Todo mundo tem um filho, um sobrinho, um afilhado, um enteado, enfim, uma criança em idade escolar por perto. Já tiveram a curiosidade de ir a uma festinha da escola do pimpolho? Se a escola for particular, pode dar adeuzinho às economias. Paga-se tudo: entrada, mesa, quitutes, banheiro, ar... TUDO. É um verdadeiro assalto voluntário, em prol de ver a criança se apresentar. Mas isso nem é o pior. Salvo o nó na garganta de ver o seu pequeno atuando, o pior mesmo é a qualidade da produção.

Explico: parece que as tias da escola andam vendo muita novela e esqueceram que estamos no Brasil e que por aqui, em junho, bricamos de dançar quadrilha (caipira) e festa country não é uma tradição nacional. Parece que também esqueceram que o Halloween é uma brincadeira gringa e as crianças daqui ganham doces no dia de Cosme e Damião (tradição que está acabando graças às religiões esquisitas que se propagam pelo mundo em nome da fé financeira).

-- Exercício proposto 1 --
Responda, com base no texto sobre as festas escolares:
(a) Que itens são pagos, segundo o texto, em uma festa de escola particular?
(b) O que se costuma dançar no Brasil em junho?
(c) Em que data as crianças daqui ganham doces?

Entradas de anotação de coordenadas:
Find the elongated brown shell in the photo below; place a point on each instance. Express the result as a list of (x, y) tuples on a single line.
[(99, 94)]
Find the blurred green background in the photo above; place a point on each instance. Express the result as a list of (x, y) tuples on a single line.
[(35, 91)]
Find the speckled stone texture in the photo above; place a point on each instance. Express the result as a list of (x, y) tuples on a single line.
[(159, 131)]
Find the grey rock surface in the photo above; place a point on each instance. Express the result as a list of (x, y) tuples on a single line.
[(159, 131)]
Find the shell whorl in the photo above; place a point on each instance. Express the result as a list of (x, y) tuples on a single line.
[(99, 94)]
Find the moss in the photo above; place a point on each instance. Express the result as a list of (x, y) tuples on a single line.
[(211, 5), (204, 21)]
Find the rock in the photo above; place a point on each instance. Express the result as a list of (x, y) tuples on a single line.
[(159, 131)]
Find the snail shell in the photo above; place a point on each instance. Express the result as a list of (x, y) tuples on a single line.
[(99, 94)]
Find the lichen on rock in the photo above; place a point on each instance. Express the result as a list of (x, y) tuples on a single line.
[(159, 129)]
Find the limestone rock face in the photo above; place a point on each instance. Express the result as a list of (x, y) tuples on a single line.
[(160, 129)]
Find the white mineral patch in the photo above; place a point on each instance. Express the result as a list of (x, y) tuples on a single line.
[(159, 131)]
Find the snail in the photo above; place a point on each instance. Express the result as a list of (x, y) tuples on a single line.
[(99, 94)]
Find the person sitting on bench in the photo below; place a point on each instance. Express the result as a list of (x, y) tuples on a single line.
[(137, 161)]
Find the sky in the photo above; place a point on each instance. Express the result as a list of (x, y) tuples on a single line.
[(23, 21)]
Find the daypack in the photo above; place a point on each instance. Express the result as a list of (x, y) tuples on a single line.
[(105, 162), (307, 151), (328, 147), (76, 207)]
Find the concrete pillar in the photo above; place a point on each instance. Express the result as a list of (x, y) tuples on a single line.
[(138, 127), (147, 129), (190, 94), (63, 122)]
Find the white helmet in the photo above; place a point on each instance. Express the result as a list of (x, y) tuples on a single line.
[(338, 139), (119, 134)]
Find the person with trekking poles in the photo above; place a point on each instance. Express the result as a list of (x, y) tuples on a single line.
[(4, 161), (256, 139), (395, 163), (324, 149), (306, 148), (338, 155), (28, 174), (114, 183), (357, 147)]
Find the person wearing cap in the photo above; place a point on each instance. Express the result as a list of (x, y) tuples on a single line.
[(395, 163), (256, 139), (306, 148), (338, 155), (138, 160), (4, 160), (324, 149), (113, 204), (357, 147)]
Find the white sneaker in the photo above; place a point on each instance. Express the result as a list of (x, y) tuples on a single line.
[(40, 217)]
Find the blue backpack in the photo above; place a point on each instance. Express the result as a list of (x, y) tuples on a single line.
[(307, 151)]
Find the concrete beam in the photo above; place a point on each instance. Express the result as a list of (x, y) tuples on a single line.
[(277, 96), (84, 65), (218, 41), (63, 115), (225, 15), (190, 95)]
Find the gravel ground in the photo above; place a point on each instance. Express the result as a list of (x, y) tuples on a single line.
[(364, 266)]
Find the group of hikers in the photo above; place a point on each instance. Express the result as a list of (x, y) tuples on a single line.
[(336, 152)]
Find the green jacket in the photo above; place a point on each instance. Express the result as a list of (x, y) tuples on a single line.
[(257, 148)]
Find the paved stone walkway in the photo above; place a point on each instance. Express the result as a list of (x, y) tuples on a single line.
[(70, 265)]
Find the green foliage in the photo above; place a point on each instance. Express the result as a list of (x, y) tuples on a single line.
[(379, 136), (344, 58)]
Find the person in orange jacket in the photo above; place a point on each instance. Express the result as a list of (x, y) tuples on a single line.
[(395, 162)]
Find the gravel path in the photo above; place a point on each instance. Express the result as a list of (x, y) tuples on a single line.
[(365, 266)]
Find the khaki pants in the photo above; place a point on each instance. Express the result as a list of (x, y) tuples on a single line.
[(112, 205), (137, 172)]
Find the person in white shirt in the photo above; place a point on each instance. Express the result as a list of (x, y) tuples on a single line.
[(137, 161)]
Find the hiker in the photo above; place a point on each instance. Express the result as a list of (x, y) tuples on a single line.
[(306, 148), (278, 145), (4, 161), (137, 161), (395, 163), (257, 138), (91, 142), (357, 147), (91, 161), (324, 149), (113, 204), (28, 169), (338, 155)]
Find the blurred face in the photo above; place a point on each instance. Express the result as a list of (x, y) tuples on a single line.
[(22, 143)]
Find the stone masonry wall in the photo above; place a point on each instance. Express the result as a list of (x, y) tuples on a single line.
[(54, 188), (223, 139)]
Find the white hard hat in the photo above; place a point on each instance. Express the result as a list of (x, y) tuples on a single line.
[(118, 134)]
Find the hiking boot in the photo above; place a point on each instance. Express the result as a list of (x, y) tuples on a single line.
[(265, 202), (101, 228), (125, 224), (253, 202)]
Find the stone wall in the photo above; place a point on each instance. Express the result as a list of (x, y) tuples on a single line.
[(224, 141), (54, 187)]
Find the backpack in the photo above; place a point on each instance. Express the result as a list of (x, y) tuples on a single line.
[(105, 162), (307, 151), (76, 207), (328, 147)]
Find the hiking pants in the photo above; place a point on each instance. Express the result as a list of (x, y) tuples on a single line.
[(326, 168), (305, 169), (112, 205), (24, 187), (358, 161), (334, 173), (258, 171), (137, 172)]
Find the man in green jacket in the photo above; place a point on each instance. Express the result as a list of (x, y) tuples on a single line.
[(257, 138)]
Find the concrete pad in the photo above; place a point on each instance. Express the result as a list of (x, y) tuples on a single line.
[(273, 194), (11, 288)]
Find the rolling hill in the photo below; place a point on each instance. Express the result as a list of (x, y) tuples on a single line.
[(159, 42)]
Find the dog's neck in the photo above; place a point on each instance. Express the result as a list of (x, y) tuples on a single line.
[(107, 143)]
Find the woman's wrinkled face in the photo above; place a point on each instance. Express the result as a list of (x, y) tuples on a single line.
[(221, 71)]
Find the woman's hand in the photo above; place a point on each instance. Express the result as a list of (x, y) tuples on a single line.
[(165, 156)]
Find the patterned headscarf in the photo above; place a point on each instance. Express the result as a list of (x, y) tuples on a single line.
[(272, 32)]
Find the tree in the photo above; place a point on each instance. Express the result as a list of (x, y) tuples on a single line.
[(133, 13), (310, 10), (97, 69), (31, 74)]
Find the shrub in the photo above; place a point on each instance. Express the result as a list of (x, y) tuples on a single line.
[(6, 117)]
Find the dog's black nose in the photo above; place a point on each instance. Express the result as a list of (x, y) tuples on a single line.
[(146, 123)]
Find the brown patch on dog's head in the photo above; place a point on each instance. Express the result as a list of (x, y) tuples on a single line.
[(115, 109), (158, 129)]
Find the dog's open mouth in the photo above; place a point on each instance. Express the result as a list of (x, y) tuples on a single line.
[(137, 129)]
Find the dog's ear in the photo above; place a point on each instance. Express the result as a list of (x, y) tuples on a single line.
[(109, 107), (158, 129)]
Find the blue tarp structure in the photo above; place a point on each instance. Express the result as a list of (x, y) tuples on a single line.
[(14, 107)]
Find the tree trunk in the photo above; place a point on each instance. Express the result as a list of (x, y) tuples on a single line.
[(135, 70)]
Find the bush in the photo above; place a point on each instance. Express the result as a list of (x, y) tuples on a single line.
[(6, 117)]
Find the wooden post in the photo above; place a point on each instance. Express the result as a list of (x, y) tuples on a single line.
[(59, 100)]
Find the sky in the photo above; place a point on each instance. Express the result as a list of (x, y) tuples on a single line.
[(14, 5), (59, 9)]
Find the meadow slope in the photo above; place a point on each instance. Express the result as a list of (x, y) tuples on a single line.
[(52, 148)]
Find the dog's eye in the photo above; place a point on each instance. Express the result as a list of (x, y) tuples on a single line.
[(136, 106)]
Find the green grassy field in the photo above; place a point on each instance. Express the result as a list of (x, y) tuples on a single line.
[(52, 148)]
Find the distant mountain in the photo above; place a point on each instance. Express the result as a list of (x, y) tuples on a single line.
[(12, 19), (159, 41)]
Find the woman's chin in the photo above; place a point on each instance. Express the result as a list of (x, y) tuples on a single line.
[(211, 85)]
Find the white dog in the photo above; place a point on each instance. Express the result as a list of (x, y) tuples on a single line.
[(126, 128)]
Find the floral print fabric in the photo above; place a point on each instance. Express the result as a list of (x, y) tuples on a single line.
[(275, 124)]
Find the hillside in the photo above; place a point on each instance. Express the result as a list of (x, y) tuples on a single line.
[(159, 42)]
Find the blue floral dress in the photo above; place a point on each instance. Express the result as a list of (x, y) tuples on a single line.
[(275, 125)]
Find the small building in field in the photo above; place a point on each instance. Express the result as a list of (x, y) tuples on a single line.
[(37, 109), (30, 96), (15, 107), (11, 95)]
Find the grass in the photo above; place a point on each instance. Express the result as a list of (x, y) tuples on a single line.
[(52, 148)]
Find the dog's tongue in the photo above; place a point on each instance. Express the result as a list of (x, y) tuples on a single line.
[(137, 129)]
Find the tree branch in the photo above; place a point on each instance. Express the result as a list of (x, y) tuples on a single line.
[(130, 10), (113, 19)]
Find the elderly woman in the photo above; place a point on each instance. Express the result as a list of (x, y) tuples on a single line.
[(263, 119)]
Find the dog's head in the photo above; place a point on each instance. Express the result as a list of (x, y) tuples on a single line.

-- Exercício proposto 2 --
Altere o trecho das linhas de dados que começa na linha que contém "Find the person wearing" e segue até a linha que contém "[(365, 266)]", inclusive, substituindo "jacket" por "coat" e mantendo todo o restante inalterado. Apresente somente esse trecho.

-- Resposta completa 1 --
(a) Entrada, mesa, quitutes, banheiro e ar.
(b) Quadrilha (caipira).
(c) No dia de Cosme e Damião.

-- Resposta completa 2 --
Find the person wearing cap in the photo above; place a point on each instance. Express the result as a list of (x, y) tuples on a single line.
[(395, 163), (256, 139), (306, 148), (338, 155), (138, 160), (4, 160), (324, 149), (113, 204), (357, 147)]
Find the white sneaker in the photo above; place a point on each instance. Express the result as a list of (x, y) tuples on a single line.
[(40, 217)]
Find the blue backpack in the photo above; place a point on each instance. Express the result as a list of (x, y) tuples on a single line.
[(307, 151)]
Find the concrete beam in the photo above; place a point on each instance. Express the result as a list of (x, y) tuples on a single line.
[(277, 96), (84, 65), (218, 41), (63, 115), (225, 15), (190, 95)]
Find the gravel ground in the photo above; place a point on each instance. Express the result as a list of (x, y) tuples on a single line.
[(364, 266)]
Find the group of hikers in the photo above; place a point on each instance. Express the result as a list of (x, y) tuples on a single line.
[(336, 152)]
Find the green coat in the photo above; place a point on each instance. Express the result as a list of (x, y) tuples on a single line.
[(257, 148)]
Find the paved stone walkway in the photo above; place a point on each instance. Express the result as a list of (x, y) tuples on a single line.
[(70, 265)]
Find the green foliage in the photo above; place a point on each instance. Express the result as a list of (x, y) tuples on a single line.
[(379, 136), (344, 58)]
Find the person in orange coat in the photo above; place a point on each instance. Express the result as a list of (x, y) tuples on a single line.
[(395, 162)]
Find the gravel path in the photo above; place a point on each instance. Express the result as a list of (x, y) tuples on a single line.
[(365, 266)]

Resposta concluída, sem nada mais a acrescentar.